À FAIRE:
(a) Dans le texte sur l'islam libéral, changez « entreprise » en « tâche » et recopiez le passage de « Islam : l’impossible » à « de cette entreprise. ».
(b) D'après le texte sur l'islam libéral, pourquoi vaut-il mieux se demander si un islam libéral est possible plutôt que de parler d'« islam modéré » ? Répondez en une à trois phrases.

TEXTE CHOISI:
▼

SOCIÉTÉ
Mardi 15
Décembre 2015 à 10:00 (mis à jour le 15/12/2015 à 10:41)
Islam : l’impossible
aggiornamento
Par
oto © SIPA
L'Incorrect. Quid d'un islam libéral? Alors que de
nombreuses voix appellent à une véritable réforme de l’islam, Marie-Thérèse
Urvoy, professeur des Universités (ICT, Bordeaux 3-Montaigne), souligne les
difficultés de cette entreprise.
« Il n’y
a pas un islam modéré et un islam violent ; l’islam, c’est l’islam ! », avait
déclaré le président turc, Recep Tayyip Erdogan, en 2007. L’Occident, et la
France en particulier, s’obstine à raisonner avec un appareil notionnel et
sémantique qui n’a aucun statut dans le corpus doctrinal de l’islam. On emploie
les mêmes mots pour ne pas dire la même chose. Une surexploitation de
l’expression “islam modéré” en a galvaudé le sens. Aussi convient-il de
s’interroger plutôt sur la possibilité d’un islam libéral.
La
réponse est oui et non. Oui, dans la mesure où cela relèverait des musulmans
eux-mêmes. Non, si l’on s’en tient aux textes fondamentaux. Certes, à l’ère
djihadiste, nombre de musulmans — surtout les plus médiatisés — appellent à
réformer les fondamentaux de l’islam, à l’instar du groupe américain Liberal
Muslims d’il y a vingt-cinq ans. Mais que signifient alors les mots ?

▲

DONNÉES EXTRAITES:
▼

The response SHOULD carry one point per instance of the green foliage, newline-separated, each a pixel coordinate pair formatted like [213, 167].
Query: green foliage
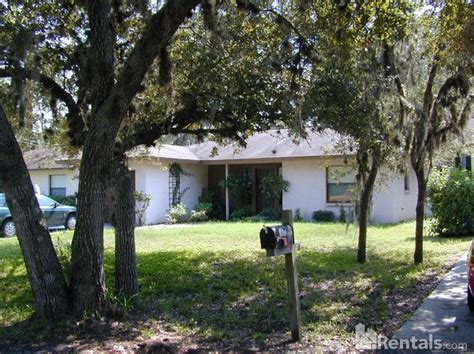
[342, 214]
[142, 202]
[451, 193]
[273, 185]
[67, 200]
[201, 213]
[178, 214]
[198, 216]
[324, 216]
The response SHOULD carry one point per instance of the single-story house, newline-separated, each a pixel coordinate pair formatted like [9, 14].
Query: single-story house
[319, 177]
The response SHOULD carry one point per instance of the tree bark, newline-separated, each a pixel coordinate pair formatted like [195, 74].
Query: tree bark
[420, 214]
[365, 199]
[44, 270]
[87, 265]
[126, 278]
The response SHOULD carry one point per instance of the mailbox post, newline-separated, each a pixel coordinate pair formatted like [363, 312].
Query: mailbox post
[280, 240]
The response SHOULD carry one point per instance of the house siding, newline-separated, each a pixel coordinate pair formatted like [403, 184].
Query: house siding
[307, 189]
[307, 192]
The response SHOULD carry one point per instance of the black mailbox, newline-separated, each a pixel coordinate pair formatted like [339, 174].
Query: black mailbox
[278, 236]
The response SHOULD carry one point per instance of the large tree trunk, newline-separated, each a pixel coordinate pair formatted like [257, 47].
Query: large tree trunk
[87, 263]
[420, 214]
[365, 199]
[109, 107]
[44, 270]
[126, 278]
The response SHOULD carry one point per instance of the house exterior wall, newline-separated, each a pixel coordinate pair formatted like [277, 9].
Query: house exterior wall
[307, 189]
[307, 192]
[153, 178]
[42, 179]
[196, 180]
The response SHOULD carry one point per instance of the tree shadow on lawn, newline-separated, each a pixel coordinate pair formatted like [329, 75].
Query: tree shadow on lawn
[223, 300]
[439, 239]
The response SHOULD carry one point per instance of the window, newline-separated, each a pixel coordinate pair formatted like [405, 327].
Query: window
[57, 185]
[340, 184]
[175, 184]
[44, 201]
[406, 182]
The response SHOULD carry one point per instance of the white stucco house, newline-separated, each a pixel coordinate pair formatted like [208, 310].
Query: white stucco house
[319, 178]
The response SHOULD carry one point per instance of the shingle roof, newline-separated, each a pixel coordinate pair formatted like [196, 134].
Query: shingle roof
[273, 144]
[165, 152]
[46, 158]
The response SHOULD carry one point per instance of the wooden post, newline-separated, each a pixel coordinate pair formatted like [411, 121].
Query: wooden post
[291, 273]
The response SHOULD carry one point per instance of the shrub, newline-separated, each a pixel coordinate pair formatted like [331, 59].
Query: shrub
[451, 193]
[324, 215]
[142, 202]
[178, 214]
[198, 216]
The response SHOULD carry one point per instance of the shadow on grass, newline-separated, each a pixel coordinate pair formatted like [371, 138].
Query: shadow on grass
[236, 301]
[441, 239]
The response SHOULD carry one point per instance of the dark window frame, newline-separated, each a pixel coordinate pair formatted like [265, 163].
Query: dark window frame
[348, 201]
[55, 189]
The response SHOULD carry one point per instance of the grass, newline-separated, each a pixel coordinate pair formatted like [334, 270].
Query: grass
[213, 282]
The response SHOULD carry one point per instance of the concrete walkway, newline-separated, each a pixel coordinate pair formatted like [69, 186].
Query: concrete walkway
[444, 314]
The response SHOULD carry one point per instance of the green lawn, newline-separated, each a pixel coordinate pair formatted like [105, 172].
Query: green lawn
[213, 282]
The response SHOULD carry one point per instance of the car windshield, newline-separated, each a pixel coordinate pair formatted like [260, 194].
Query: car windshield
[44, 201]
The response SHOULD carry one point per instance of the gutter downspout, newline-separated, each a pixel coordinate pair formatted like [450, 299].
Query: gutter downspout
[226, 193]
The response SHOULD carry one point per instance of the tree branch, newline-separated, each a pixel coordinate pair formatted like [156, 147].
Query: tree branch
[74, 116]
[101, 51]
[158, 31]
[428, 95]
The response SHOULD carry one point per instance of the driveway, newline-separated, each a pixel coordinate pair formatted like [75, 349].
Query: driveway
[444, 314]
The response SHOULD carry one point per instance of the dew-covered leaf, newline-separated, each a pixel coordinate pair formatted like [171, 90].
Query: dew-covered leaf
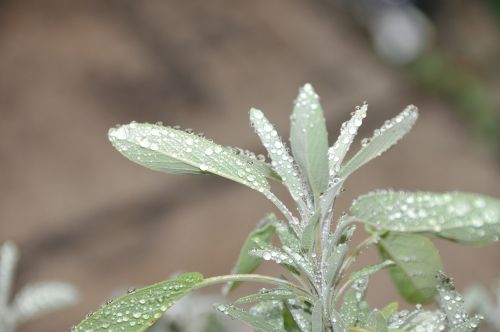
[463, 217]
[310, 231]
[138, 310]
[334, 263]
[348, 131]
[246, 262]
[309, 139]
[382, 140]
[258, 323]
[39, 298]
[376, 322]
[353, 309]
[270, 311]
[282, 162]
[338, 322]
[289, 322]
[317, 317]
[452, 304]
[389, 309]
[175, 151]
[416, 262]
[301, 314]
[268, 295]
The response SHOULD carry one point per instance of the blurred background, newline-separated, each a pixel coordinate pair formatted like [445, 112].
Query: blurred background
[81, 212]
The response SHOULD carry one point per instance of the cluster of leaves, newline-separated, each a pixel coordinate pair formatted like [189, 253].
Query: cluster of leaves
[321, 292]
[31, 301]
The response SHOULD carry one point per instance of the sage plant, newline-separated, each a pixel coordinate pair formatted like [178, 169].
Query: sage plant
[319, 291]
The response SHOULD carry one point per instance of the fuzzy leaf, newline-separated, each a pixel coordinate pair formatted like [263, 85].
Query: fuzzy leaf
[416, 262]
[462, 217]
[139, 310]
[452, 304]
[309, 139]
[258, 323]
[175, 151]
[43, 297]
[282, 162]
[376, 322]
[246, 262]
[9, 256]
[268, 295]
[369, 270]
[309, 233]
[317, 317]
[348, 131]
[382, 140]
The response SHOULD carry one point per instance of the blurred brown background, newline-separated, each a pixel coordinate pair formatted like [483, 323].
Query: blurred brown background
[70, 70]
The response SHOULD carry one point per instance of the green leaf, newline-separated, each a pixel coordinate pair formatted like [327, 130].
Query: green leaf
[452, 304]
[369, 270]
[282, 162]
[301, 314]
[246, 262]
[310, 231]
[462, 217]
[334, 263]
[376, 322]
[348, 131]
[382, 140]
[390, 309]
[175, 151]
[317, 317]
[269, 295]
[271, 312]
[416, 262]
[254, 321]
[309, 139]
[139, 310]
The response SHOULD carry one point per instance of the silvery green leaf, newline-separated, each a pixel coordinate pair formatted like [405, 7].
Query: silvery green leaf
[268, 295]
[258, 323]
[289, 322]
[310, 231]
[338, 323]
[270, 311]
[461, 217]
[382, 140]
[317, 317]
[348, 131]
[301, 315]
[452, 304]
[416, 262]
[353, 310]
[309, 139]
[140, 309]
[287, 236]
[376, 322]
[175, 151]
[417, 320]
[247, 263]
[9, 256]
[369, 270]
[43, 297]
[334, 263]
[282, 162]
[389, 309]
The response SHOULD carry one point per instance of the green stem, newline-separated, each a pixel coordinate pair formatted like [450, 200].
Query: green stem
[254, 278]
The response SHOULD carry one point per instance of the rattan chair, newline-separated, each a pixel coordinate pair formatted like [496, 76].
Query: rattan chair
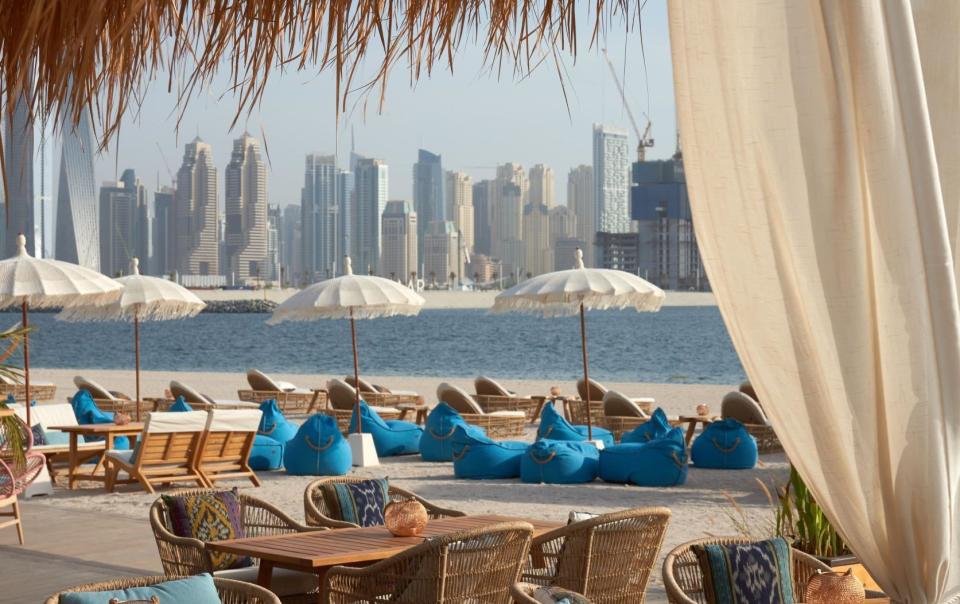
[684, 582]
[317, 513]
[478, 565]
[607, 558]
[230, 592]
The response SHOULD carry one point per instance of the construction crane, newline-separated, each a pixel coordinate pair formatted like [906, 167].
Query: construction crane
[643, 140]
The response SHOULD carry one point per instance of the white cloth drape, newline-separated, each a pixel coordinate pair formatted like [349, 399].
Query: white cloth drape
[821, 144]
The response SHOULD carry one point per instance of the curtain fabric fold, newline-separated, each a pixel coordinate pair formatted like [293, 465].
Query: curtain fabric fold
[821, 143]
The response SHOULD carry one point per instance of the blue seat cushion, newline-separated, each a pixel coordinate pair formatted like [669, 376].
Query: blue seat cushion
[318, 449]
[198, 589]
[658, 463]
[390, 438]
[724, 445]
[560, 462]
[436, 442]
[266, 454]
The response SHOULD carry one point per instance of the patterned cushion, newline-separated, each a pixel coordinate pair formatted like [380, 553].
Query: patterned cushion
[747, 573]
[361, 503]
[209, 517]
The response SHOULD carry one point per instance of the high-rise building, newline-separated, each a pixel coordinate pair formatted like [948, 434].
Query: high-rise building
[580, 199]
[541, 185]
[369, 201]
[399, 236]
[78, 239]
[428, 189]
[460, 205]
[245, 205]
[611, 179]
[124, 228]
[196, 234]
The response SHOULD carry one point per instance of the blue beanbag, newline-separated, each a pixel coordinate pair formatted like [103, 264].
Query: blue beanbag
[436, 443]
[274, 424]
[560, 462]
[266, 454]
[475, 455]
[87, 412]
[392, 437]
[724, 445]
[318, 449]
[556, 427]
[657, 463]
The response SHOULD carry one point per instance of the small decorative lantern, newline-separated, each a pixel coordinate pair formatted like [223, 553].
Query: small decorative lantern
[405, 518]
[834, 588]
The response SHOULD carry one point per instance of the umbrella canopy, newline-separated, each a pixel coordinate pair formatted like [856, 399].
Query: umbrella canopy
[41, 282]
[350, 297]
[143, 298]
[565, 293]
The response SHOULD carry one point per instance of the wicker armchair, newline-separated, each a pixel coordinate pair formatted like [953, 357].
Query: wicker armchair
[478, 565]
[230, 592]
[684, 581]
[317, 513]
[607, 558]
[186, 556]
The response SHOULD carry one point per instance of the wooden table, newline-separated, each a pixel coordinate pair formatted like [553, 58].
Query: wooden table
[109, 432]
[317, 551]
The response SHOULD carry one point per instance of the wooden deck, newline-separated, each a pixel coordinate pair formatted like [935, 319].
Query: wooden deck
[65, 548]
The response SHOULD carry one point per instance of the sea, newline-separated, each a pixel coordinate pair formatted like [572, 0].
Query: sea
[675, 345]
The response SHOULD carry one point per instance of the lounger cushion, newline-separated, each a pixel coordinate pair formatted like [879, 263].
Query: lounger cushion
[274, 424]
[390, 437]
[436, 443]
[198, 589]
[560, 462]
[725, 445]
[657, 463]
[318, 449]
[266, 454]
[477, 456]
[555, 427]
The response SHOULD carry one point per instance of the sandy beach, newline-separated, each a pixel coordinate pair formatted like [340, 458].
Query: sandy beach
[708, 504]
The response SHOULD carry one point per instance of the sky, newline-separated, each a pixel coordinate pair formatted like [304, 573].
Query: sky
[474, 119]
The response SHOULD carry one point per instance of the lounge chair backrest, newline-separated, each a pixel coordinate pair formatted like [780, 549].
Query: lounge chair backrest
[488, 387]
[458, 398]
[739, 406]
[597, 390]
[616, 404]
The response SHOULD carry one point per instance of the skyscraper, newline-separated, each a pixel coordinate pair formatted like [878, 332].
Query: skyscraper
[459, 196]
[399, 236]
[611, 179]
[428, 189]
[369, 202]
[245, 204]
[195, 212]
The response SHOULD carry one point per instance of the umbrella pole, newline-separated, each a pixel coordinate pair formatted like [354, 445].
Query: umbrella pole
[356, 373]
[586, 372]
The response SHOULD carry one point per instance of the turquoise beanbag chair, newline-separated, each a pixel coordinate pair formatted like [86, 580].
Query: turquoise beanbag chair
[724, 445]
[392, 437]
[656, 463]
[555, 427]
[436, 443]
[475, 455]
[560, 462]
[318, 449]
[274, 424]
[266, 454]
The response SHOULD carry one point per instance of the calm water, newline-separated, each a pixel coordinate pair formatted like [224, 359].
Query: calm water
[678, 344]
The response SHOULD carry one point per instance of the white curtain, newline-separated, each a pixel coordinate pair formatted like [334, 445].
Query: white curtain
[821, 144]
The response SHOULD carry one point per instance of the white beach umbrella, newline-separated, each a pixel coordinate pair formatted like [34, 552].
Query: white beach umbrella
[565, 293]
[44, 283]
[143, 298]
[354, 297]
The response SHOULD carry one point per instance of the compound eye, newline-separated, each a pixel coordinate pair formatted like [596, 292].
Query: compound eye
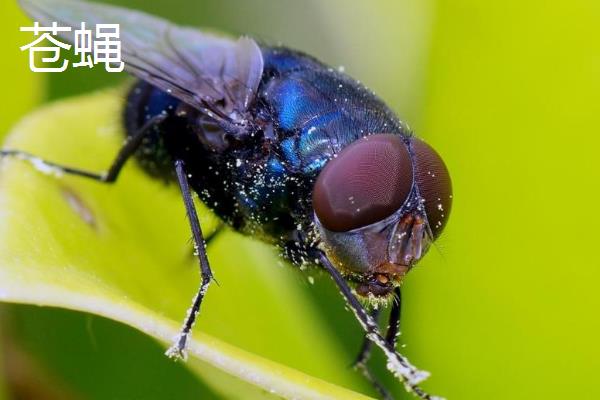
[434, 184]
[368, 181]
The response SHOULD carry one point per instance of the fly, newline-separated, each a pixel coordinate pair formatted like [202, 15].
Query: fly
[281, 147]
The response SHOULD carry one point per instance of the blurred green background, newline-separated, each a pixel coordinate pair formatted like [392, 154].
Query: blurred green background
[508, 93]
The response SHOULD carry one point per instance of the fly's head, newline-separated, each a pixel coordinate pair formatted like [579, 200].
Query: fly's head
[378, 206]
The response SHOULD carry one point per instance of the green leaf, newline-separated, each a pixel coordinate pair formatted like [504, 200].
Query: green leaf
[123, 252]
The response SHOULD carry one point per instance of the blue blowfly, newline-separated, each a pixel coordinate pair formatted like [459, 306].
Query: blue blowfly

▲

RÉPONSES PAR TÂCHE:
(a)
Islam : l’impossible
aggiornamento
Par
oto © SIPA
L'Incorrect. Quid d'un islam libéral? Alors que de
nombreuses voix appellent à une véritable réforme de l’islam, Marie-Thérèse
Urvoy, professeur des Universités (ICT, Bordeaux 3-Montaigne), souligne les
difficultés de cette tâche.

(b) L'expression « islam modéré » a été tellement utilisée qu'elle a perdu son sens. C'est pour cette raison qu'il vaut mieux s'interroger sur la possibilité d'un islam libéral.